PAGE EXCERPT:
---------------
Physicians and researchers also know that cooling the body for a period of time has a neuro-protective effect, and studies have shown that cooling leads to much better outcomes for cardiac-arrest patients.

Therapeutic hypothermia is the new therapy resulting from this research and now is recommended by the American Heart Association as the standard of care for patients who survive the initial cardiac arrest.

Patients are kept in a hypothermic state for 24 hours after resuscitation using cooling blankets, cold IV fluids and icebags. Patients are slowly warmed to normal temperatures during the next two or three days.

“This is being practiced throughout the country in many academic centers like ours,” says Henry Wang, M.D., an associate professor in the Department of Emergency Medicine and director of UAB’s therapeutic hypothermia program. “Once upon a time, people like Mr. Primm were written off as hopeless, destined to die in the hospital or to live life with major brain injury. However, therapeutic hypothermia has given us a new treatment and new hope.”

Larger programs including the University of Pittsburgh and Virginia Commonwealth University have reported success with therapeutic hypothermia treatments. At these centers, almost 50 percent of patients who undergo the therapy after the trauma of cardiac arrest have survived.

UAB has performed the treatment on 25 patients since August, and Wang says his goal to reach a 50 percent success rate.

Achieving that mark depends on many factors, including cooperation from departments throughout the hospital — something that was evident throughout Primm’s treatment.

Critical-care medicine, cardiology, neurology and rehabilitation medicine and emergency medicine practitioners work together in a multidisciplinary effort to make the treatment possible.

“It’s amazing the amount of teamwork we pulled off to make this happen,” Wang says. “When we first started the program, I kept my cell phone turned on 24/7 and came to the bedside for every hypothermia patient. But I wasn’t even in town when Mr. Primm came to UAB. That’s a testament to the incredible teamwork of our program.”
---------------
REQUIREMENT:
Please continue the page excerpt on therapeutic hypothermia at UAB, picking up after its final quote from Wang.

Point-per-instance localization data:
---------------
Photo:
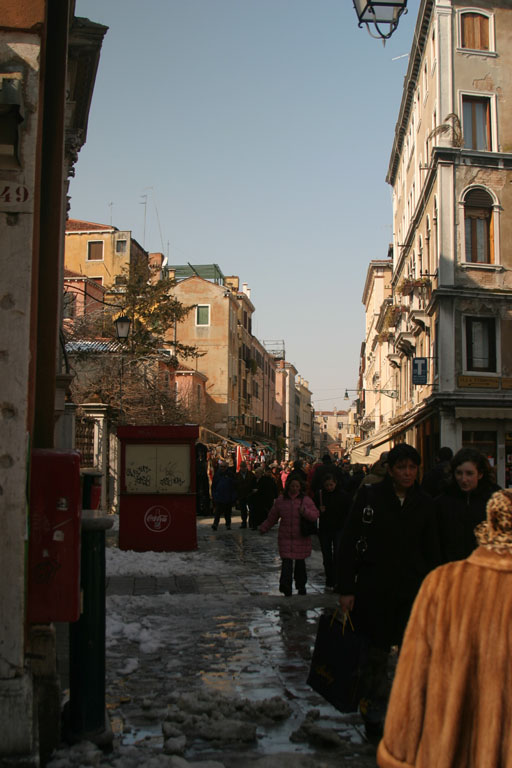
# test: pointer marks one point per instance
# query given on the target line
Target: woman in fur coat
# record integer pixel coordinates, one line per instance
(451, 702)
(294, 548)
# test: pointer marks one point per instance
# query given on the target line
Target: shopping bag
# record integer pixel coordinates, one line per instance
(338, 658)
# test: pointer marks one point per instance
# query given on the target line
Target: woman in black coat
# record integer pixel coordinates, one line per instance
---------------
ANSWER TO THE PROBLEM:
Wang says the therapeutic hypothermia treatments wouldn’t have been possible, however, if Vander Noot and his team had not resolved the cause of Primm’s cardiac arrest.

“Blood clots in the legs and lungs are very common causes of cardiac arrest but are very under-recognized,” Wang says. “Dr. Vander Noot was smart. He picked up on it, and he pushed very sophisticated drugs to get the clots resolved.”

Vander Noot says his team, which had Scott Irvine, M.D., resident physician, and Valerie Snow, charge nurse in emergency medicine, as its leaders, deserves credit for the work they did in the moment as Primm cleared each hurdle.

“I can’t emphasize enough how much this was a total team effort from everyone in the room, and everyone who cared for him in the moments and days after,” Vander Noot says. “Mr. Primm is why we do what we do.”

‘What a miracle’
Primm walked into the Cardiac Care Unit and the caregivers who recognized him were astounded.

One nurse didn’t recognize him at first. When she was told who he was, she said. “Oh, thank goodness. What a miracle.”

Primm smiled, put his arms around her and thanked her for caring for him.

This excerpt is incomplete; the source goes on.